====== Listed records ======

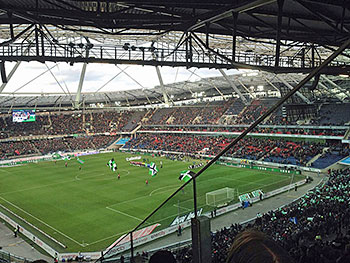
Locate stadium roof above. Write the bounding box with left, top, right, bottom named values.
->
left=0, top=0, right=350, bottom=108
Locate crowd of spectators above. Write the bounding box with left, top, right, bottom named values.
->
left=124, top=133, right=341, bottom=166
left=140, top=125, right=347, bottom=137
left=0, top=135, right=118, bottom=159
left=173, top=169, right=350, bottom=263
left=0, top=99, right=350, bottom=139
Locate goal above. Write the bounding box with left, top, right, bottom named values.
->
left=205, top=187, right=236, bottom=206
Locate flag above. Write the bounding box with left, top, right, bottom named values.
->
left=147, top=163, right=158, bottom=177
left=77, top=157, right=85, bottom=164
left=107, top=158, right=117, bottom=172
left=179, top=170, right=195, bottom=183
left=289, top=217, right=298, bottom=224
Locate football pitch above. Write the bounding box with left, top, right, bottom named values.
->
left=0, top=153, right=303, bottom=252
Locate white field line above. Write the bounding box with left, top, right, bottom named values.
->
left=0, top=167, right=12, bottom=174
left=149, top=187, right=180, bottom=196
left=173, top=203, right=192, bottom=211
left=106, top=206, right=143, bottom=222
left=0, top=196, right=85, bottom=247
left=89, top=175, right=290, bottom=248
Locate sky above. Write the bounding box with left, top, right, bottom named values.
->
left=3, top=62, right=241, bottom=95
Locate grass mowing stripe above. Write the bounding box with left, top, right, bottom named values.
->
left=0, top=153, right=302, bottom=252
left=0, top=196, right=84, bottom=247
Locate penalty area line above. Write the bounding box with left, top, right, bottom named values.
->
left=106, top=206, right=143, bottom=222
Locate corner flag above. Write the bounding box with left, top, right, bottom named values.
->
left=147, top=163, right=158, bottom=177
left=77, top=157, right=85, bottom=164
left=179, top=170, right=195, bottom=183
left=289, top=217, right=298, bottom=224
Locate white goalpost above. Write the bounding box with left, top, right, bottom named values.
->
left=205, top=187, right=237, bottom=206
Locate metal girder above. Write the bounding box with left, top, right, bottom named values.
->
left=0, top=61, right=21, bottom=93
left=238, top=80, right=256, bottom=99
left=321, top=76, right=349, bottom=94
left=187, top=0, right=277, bottom=31
left=276, top=75, right=311, bottom=104
left=318, top=81, right=343, bottom=101
left=219, top=69, right=248, bottom=105
left=74, top=63, right=87, bottom=109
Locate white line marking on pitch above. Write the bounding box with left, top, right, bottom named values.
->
left=149, top=185, right=180, bottom=196
left=0, top=196, right=86, bottom=247
left=106, top=206, right=143, bottom=222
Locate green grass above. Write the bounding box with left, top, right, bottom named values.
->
left=0, top=153, right=302, bottom=252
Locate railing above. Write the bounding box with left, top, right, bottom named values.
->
left=0, top=250, right=32, bottom=263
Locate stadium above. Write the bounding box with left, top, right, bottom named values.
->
left=0, top=0, right=350, bottom=263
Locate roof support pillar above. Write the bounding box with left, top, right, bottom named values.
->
left=156, top=66, right=169, bottom=105
left=275, top=0, right=284, bottom=68
left=219, top=69, right=248, bottom=105
left=74, top=63, right=87, bottom=109
left=232, top=12, right=238, bottom=62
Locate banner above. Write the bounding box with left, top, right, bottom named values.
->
left=107, top=224, right=160, bottom=250
left=125, top=156, right=141, bottom=162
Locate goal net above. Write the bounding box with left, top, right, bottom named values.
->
left=205, top=187, right=236, bottom=206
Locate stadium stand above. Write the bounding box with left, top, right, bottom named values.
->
left=124, top=134, right=350, bottom=168
left=168, top=169, right=350, bottom=263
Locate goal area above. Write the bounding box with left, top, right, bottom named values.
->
left=205, top=187, right=236, bottom=206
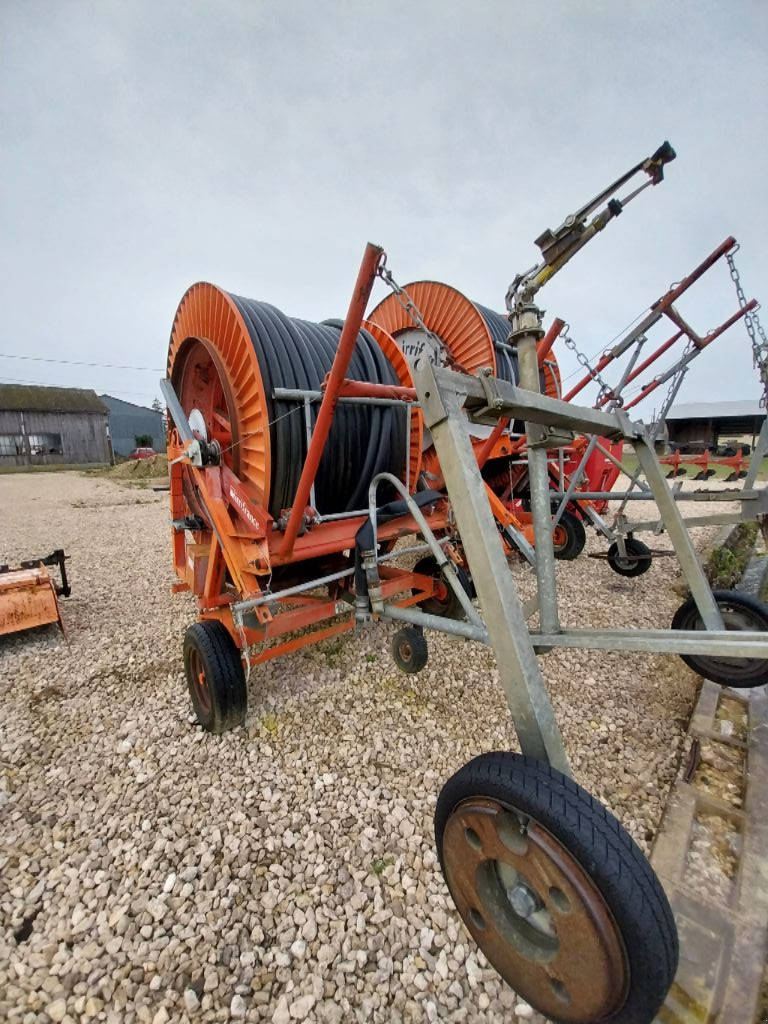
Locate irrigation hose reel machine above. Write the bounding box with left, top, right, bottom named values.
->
left=163, top=144, right=768, bottom=1024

======

▶ _Required work_
Give the part of the rows above that starts with the line containing "Locate crowd of" and ends with the line containing "left=89, top=175, right=290, bottom=248" as a numbered list, with both of those lines included and any blank lines left out.

▶ _Result for this exercise_
1. Locate crowd of spectators above. Write the bounding box with left, top, right, bottom named values.
2. ->
3. left=124, top=133, right=341, bottom=166
4. left=140, top=125, right=347, bottom=137
5. left=0, top=135, right=118, bottom=159
6. left=173, top=169, right=350, bottom=263
7. left=0, top=99, right=350, bottom=139
8. Locate goal above. Write the bounding box with left, top, right, bottom named values.
9. ->
10. left=205, top=187, right=236, bottom=206
11. Locate flag above. Write the bounding box with left, top, right, bottom named values.
12. ->
13. left=147, top=163, right=158, bottom=177
14. left=77, top=157, right=85, bottom=164
15. left=107, top=158, right=117, bottom=172
16. left=179, top=170, right=195, bottom=183
17. left=289, top=217, right=298, bottom=224
18. Locate football pitch above. Write the bounding box with left, top, right, bottom named values.
19. ->
20. left=0, top=153, right=303, bottom=252
21. Locate white field line above. Write the bounding box with left, top, right, bottom named values.
22. ->
23. left=0, top=167, right=12, bottom=174
24. left=149, top=187, right=180, bottom=196
25. left=173, top=203, right=192, bottom=211
26. left=106, top=206, right=143, bottom=222
27. left=0, top=196, right=85, bottom=247
28. left=89, top=175, right=290, bottom=248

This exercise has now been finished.